>>>>>
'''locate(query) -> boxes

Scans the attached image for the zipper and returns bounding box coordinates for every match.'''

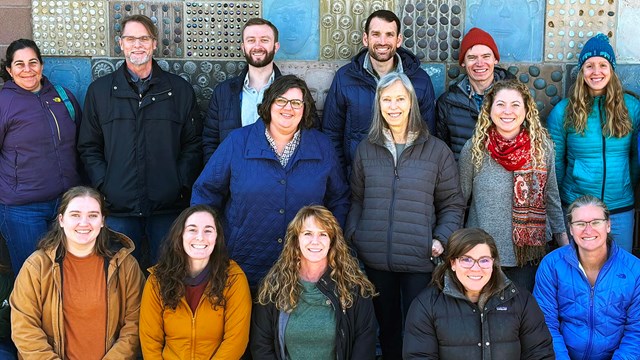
[44,101,62,141]
[598,100,606,200]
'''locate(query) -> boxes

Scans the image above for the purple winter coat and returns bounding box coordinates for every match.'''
[0,77,81,205]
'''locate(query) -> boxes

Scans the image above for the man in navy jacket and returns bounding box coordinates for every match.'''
[202,18,281,163]
[322,10,436,174]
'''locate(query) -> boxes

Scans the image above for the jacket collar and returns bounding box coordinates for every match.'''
[112,59,170,96]
[45,230,136,265]
[3,75,54,95]
[347,47,423,80]
[230,63,282,92]
[243,120,322,163]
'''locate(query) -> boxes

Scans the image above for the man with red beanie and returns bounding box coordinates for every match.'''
[434,27,515,160]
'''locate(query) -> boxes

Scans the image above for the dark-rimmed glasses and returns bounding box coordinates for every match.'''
[120,36,155,45]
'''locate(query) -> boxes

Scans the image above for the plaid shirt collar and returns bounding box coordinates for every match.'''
[265,128,301,167]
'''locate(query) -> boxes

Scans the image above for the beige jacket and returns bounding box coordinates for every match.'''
[10,231,145,359]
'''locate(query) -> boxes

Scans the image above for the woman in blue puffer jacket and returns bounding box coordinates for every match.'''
[546,33,640,252]
[534,195,640,360]
[0,39,81,275]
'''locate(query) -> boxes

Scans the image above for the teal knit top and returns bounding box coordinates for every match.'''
[284,280,336,359]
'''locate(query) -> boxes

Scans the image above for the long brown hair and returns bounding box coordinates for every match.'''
[257,205,376,312]
[432,228,504,299]
[37,186,114,258]
[565,70,631,137]
[153,205,230,310]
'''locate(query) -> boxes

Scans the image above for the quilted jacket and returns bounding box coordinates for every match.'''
[346,130,465,273]
[322,47,436,172]
[191,120,349,288]
[546,94,640,212]
[534,242,640,359]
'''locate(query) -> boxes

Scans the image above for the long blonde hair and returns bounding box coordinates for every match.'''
[565,70,631,137]
[470,79,549,170]
[256,206,376,312]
<<<<<
• **Aim of the exercise**
From start to finish, output the listing exactly, but omit its pictures.

• **Task answer**
'''locate(query) -> boxes

Scans the attached image for the zipper and returns bounding box coordinates for every match.'''

[44,101,62,141]
[598,100,606,200]
'''locate(query) -> boxes

Scans the image above for the purple winter coat and returns bounding box coordinates for every match.'''
[0,77,81,205]
'''locate(query) -> boxes

Scans the image above for the man in navy jacket and returns bounding box coordinates for every match.'''
[202,18,281,163]
[322,10,436,174]
'''locate(query) -> boxes

Scans the image above for the jacket collar and returns bounding box coordinates for every match.'''
[112,59,170,96]
[45,230,136,265]
[3,75,54,95]
[347,47,423,80]
[230,63,282,92]
[243,120,322,163]
'''locate(query) -> boxes

Scans the image above for the man with red beanie and returns bounding box coordinates for every match.'''
[434,27,515,160]
'''locate(query) -> boxes

Scans the image above for the dark-rimmed glasses and returns bounding box coordinates for every match.'''
[120,36,155,45]
'''locate(query) -> boxes

Scans the image above for the plaid shirt collar and returns bounding box coordinates for every match.'''
[265,128,301,167]
'''locate(query) -> boxes

Scans the image above for the beige jacket and returns bounding box coordinates for every match.'''
[10,231,145,359]
'''locate(query) -> boxes

Scans the image above for the woman in blue puffer jacket and returns bounding box coordinates for every match.'''
[546,33,640,252]
[534,195,640,360]
[0,39,81,275]
'''locate(query) -> boxes

Scans the image above for the teal knit top and returns bounding box coordinates for every match.'''
[284,280,336,359]
'''locate(query) -> boxes

Scans the image above for the long brown hair and returns bounding box coordinates for every match.'''
[257,205,376,312]
[432,228,504,299]
[37,186,114,258]
[565,70,631,137]
[153,205,230,310]
'''locate(query) -> boxes

Scans the image above for the quilted jacket and returns bounding box coordinates for every match.'''
[346,130,465,273]
[322,47,436,172]
[191,120,349,288]
[546,94,640,212]
[534,242,640,359]
'''locate(query) -> boxes

Scans the image above for the long blonde hair and returns bounding box coordinates for every match.'''
[565,70,631,137]
[470,79,549,170]
[256,206,376,312]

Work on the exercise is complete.